[Start of Data for processing]
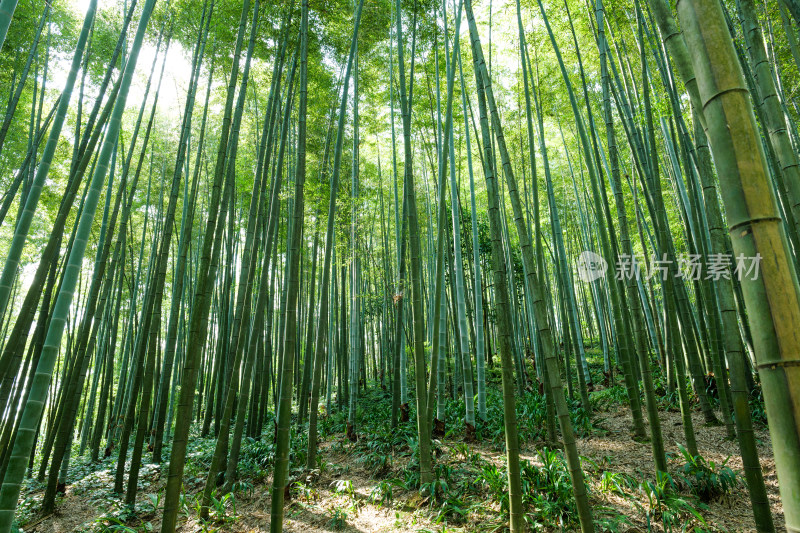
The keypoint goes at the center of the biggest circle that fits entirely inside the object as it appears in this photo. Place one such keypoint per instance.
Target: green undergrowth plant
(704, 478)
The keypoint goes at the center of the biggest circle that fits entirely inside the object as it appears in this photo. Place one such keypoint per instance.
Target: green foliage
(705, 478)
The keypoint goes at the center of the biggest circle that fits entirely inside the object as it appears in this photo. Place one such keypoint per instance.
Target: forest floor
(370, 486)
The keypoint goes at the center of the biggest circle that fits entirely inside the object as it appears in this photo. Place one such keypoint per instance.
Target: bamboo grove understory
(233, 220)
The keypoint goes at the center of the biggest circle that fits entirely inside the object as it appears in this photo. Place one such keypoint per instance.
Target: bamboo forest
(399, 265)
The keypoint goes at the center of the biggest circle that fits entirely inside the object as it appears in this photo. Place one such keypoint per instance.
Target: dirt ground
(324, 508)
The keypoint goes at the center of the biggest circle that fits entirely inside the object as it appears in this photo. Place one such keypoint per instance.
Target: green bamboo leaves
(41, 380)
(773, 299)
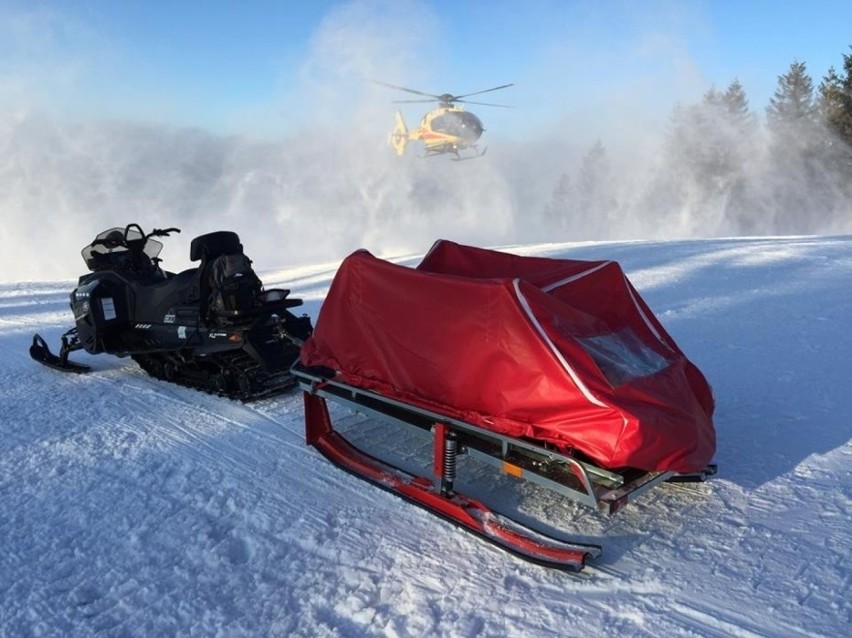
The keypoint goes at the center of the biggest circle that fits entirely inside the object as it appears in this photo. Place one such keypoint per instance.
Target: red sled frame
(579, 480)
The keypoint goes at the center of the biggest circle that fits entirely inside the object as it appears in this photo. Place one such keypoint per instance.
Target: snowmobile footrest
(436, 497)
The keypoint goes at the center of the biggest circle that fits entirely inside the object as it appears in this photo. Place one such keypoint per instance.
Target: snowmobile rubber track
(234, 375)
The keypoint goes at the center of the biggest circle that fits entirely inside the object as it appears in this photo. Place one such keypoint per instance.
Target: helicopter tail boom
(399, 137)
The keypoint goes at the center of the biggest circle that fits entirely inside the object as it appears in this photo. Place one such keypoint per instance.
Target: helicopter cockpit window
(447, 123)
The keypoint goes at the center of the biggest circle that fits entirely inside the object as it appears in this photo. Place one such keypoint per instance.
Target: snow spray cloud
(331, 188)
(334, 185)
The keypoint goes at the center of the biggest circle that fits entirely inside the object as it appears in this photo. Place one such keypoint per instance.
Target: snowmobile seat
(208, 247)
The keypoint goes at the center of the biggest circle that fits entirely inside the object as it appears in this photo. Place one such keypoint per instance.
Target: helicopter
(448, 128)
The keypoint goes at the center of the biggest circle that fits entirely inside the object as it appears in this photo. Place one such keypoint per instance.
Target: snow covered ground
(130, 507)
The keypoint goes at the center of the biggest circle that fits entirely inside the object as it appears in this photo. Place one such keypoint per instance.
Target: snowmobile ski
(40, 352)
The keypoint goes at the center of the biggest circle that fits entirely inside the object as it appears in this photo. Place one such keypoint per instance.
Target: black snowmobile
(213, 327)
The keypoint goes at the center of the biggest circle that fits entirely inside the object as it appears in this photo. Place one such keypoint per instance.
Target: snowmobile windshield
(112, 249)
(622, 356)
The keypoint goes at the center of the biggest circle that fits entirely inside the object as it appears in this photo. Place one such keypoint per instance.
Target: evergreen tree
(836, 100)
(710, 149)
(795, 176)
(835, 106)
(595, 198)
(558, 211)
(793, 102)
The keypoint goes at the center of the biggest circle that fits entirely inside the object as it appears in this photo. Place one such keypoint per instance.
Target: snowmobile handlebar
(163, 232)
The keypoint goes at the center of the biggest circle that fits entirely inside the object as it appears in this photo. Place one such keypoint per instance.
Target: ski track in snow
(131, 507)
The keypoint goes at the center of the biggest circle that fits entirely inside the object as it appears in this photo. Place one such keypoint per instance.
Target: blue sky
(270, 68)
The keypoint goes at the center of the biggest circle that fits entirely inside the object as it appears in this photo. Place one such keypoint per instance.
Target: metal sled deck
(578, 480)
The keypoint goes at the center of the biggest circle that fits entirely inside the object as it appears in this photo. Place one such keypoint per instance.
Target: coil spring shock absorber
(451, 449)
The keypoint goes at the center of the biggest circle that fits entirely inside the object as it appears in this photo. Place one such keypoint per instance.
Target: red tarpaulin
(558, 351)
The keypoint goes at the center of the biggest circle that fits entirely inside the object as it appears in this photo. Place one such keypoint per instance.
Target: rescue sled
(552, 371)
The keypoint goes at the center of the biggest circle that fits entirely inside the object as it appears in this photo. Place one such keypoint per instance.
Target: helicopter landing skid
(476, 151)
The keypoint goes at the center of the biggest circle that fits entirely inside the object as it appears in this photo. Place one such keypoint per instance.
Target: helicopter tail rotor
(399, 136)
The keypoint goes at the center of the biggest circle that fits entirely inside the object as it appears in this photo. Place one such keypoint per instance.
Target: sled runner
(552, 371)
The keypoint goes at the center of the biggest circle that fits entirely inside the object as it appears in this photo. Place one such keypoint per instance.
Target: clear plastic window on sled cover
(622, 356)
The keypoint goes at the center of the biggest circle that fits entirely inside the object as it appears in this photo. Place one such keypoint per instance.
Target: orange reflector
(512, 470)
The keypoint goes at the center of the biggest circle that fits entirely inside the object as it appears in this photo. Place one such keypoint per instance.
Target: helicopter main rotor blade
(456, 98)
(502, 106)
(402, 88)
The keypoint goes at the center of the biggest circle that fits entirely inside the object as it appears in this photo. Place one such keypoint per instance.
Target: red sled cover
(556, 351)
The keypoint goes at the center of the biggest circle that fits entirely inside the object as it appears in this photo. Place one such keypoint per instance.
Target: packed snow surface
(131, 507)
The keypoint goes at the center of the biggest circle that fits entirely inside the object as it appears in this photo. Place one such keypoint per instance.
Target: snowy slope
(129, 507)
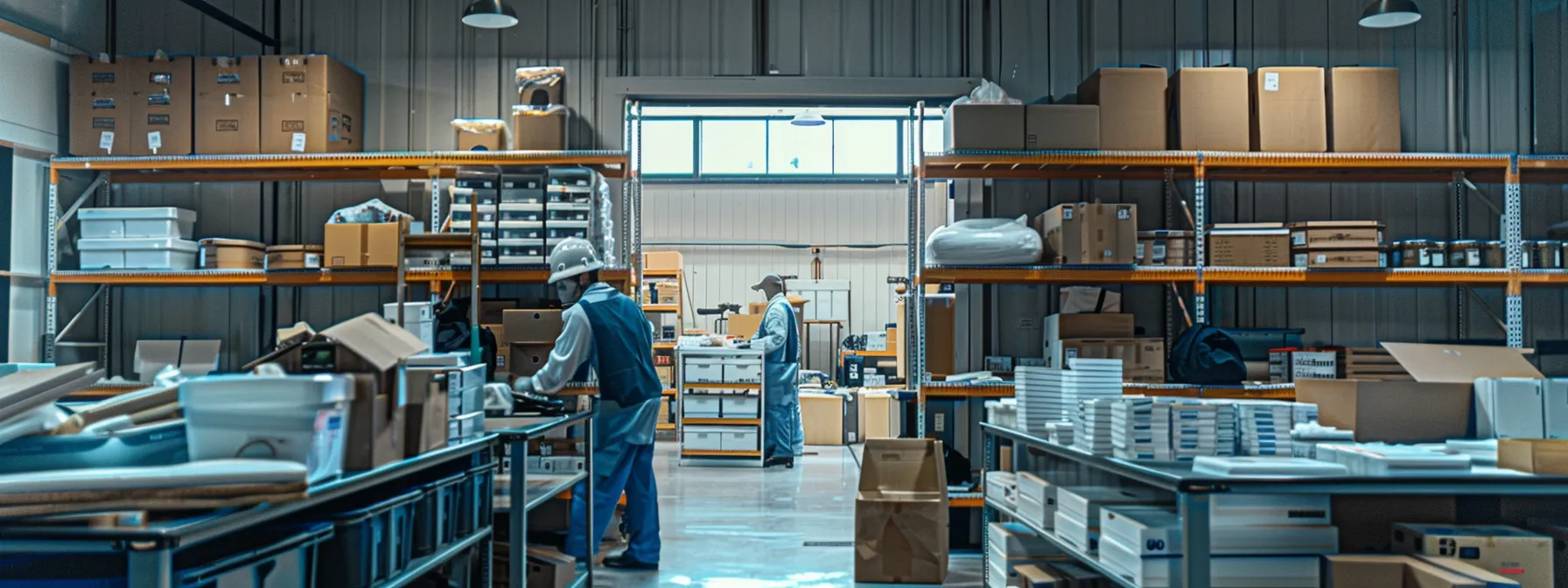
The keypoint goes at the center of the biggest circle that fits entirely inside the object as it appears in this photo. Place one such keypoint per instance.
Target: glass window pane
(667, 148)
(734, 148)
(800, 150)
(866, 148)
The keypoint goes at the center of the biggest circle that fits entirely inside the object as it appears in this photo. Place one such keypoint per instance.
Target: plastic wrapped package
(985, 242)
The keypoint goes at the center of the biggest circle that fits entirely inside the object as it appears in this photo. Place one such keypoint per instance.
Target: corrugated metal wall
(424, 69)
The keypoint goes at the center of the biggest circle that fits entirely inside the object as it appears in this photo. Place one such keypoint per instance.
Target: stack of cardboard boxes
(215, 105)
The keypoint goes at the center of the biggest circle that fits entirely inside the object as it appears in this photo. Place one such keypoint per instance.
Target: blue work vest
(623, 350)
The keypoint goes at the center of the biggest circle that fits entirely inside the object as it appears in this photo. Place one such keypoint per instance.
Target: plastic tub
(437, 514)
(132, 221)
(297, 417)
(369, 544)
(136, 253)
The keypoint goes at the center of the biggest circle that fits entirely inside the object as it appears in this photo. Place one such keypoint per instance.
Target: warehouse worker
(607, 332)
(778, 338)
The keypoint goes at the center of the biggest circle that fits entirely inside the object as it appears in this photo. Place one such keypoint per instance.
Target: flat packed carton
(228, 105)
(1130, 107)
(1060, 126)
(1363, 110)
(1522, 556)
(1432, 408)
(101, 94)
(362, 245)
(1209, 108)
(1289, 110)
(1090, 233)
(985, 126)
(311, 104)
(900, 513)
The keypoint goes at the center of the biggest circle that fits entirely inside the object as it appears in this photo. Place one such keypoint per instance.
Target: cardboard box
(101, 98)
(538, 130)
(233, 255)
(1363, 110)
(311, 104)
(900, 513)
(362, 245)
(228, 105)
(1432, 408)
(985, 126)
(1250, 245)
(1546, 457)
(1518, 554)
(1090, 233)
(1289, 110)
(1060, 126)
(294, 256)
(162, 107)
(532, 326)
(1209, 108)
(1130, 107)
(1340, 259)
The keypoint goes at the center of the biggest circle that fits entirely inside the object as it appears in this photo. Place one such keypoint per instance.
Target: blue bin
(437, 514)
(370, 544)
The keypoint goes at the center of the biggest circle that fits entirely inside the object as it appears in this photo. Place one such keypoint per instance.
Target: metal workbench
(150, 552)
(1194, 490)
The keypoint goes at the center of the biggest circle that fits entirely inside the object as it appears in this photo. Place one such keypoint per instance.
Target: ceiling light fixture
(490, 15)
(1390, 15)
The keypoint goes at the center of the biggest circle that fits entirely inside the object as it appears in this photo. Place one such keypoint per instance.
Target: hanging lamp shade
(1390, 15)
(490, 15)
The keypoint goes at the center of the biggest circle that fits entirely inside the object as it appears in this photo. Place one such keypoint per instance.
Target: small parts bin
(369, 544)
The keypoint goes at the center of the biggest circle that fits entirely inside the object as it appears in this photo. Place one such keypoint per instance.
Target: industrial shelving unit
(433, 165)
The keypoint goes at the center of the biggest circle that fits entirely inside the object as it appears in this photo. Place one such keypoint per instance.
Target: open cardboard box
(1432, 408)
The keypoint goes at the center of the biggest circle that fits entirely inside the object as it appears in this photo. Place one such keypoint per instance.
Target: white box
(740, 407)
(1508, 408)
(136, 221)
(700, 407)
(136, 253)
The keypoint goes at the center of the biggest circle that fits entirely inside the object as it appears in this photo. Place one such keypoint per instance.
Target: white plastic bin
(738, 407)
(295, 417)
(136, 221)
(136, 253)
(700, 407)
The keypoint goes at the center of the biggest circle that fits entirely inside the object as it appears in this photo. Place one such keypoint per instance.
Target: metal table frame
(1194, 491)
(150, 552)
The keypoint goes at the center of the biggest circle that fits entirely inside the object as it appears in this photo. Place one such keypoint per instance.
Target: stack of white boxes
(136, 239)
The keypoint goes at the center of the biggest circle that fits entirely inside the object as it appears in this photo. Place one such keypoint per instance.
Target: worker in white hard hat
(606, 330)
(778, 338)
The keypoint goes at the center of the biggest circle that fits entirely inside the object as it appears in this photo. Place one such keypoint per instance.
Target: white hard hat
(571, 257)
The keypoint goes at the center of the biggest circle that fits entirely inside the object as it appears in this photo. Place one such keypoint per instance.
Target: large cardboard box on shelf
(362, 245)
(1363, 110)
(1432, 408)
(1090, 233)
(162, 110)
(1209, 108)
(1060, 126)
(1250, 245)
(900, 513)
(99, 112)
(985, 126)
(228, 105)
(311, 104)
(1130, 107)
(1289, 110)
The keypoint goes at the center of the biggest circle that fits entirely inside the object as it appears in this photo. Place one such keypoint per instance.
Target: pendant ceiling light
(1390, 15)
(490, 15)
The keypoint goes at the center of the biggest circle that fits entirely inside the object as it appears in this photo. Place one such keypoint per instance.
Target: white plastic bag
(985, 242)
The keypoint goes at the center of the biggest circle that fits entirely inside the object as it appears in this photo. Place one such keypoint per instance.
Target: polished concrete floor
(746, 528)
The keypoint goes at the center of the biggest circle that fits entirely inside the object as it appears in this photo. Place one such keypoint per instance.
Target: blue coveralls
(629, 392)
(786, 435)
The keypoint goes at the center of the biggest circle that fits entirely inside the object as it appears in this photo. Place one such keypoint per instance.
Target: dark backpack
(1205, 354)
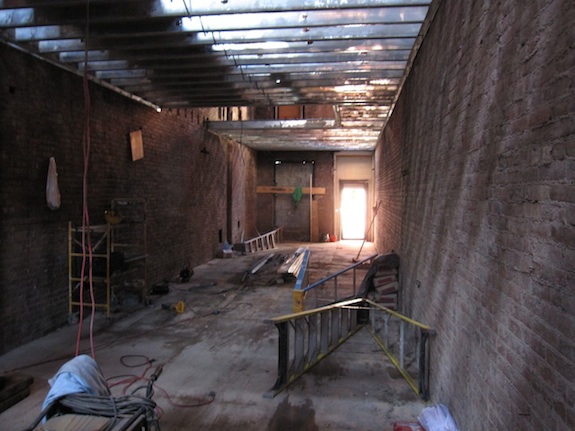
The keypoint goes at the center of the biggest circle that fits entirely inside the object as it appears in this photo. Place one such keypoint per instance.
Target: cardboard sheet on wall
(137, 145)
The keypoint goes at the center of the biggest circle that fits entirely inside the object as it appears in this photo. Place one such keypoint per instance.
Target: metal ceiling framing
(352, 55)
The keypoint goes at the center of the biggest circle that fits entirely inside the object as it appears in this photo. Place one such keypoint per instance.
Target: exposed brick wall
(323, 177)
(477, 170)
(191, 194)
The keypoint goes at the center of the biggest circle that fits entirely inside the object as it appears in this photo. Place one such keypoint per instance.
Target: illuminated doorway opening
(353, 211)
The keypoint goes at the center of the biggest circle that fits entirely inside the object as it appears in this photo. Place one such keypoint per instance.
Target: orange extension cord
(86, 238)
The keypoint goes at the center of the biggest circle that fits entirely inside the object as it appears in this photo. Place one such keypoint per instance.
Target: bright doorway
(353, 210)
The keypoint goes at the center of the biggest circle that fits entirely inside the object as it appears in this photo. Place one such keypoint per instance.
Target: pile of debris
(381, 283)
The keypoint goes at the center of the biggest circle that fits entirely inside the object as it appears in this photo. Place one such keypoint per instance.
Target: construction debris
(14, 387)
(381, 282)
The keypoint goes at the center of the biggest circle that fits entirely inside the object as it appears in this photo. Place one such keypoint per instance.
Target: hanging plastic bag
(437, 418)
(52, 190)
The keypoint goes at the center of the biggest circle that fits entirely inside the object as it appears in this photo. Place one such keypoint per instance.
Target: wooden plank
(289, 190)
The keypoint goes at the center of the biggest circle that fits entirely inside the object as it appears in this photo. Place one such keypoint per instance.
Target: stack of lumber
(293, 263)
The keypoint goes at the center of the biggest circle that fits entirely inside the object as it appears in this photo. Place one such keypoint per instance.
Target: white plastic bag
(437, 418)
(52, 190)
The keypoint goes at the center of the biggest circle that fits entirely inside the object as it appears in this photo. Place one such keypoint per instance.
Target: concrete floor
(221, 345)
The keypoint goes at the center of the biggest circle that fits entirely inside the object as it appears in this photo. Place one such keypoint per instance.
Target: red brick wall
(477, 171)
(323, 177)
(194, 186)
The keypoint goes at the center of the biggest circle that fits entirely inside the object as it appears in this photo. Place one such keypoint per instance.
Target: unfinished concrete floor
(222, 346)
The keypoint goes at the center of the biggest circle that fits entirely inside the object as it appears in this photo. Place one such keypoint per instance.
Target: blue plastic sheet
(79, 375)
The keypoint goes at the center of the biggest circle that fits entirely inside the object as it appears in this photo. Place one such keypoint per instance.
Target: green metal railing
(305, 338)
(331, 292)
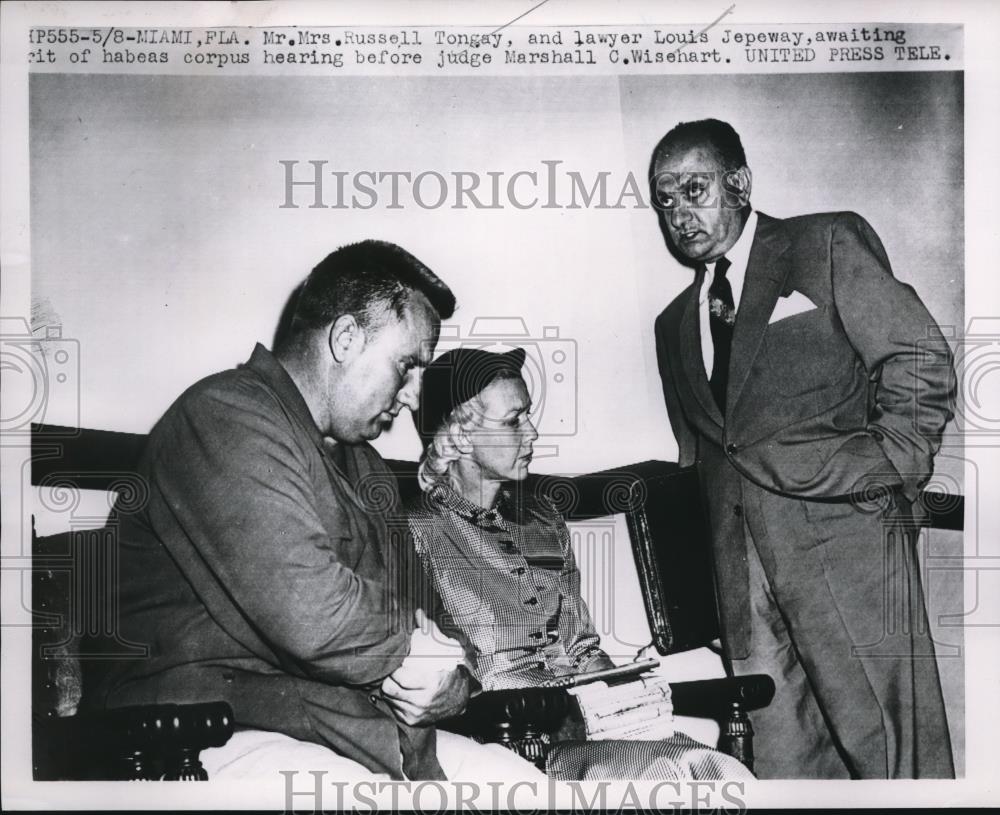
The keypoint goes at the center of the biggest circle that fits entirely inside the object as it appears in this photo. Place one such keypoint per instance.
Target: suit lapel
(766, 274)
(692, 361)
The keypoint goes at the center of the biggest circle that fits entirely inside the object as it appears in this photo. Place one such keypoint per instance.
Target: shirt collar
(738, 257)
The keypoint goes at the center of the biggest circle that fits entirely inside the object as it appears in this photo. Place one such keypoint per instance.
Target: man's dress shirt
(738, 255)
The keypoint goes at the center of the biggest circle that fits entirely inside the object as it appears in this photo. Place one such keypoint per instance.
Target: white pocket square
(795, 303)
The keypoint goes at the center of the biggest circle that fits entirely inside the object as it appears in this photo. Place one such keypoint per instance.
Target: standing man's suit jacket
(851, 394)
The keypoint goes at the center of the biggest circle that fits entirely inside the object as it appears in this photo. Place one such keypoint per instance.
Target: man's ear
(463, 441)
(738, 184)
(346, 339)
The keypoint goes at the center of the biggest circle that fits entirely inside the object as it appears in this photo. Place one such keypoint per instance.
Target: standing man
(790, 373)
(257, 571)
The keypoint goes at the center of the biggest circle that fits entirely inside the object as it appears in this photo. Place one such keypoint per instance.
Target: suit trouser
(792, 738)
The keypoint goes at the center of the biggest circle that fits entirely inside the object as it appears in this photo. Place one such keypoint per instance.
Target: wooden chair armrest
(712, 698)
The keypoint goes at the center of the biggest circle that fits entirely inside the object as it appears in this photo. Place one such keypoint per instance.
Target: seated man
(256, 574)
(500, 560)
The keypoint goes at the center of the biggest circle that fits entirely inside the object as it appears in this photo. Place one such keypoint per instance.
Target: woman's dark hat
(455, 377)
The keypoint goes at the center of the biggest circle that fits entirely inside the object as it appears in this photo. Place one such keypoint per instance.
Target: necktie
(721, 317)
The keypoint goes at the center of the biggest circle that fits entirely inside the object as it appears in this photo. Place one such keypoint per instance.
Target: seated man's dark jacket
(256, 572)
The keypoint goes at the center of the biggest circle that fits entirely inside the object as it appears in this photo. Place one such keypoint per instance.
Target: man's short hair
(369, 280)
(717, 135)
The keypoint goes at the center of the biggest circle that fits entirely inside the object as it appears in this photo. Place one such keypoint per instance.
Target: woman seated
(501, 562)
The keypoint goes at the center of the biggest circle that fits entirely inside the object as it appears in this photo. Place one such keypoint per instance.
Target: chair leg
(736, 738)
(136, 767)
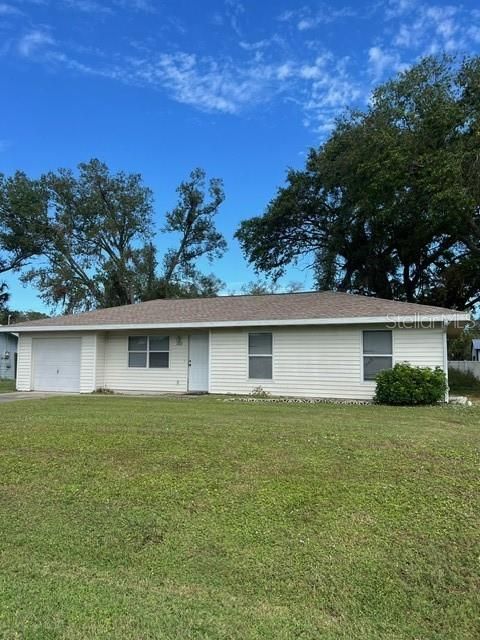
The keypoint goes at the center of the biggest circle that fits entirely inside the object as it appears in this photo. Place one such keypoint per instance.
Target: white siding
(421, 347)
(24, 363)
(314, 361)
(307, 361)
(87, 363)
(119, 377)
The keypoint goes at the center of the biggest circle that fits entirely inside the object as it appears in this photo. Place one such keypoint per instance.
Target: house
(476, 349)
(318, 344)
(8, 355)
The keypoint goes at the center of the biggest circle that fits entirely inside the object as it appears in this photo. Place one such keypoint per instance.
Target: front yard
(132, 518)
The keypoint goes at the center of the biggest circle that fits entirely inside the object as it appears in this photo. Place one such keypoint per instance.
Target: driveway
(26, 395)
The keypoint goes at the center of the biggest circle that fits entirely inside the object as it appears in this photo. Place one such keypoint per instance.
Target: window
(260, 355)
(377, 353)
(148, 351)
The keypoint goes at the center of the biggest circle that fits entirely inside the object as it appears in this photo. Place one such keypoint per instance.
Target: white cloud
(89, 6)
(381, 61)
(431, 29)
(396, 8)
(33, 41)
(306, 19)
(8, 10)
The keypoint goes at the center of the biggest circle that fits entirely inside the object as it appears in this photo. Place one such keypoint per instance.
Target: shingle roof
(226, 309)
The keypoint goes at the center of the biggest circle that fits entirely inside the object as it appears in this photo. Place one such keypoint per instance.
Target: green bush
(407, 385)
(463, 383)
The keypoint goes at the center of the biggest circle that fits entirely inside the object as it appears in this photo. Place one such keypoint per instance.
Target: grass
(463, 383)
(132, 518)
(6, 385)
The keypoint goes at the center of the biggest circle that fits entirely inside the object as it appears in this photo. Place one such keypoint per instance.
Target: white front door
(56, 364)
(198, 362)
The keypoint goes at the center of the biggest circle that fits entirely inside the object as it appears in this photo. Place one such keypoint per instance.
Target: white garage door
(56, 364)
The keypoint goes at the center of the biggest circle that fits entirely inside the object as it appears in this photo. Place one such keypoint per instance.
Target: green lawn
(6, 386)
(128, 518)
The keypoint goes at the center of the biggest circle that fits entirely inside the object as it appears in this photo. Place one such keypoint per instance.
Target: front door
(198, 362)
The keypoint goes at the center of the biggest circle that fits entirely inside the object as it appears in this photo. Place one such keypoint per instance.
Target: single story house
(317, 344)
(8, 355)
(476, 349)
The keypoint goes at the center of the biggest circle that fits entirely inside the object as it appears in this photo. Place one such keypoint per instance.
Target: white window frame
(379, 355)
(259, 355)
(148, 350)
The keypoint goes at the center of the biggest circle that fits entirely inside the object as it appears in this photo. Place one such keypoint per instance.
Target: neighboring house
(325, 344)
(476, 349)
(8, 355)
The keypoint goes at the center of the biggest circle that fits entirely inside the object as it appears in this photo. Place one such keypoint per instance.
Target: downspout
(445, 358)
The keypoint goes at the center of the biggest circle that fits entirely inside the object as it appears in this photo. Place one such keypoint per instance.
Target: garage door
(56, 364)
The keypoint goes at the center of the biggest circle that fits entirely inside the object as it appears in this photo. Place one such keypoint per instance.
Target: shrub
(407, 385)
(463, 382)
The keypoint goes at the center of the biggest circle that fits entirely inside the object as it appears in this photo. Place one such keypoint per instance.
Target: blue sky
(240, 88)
[End of Data for processing]
• _Exercise directions_:
Pull out each line of the records above that contains the string "light". Count only matches with the same letter case.

• _Full response_:
Target: ceiling light fixture
Target: pendant ceiling light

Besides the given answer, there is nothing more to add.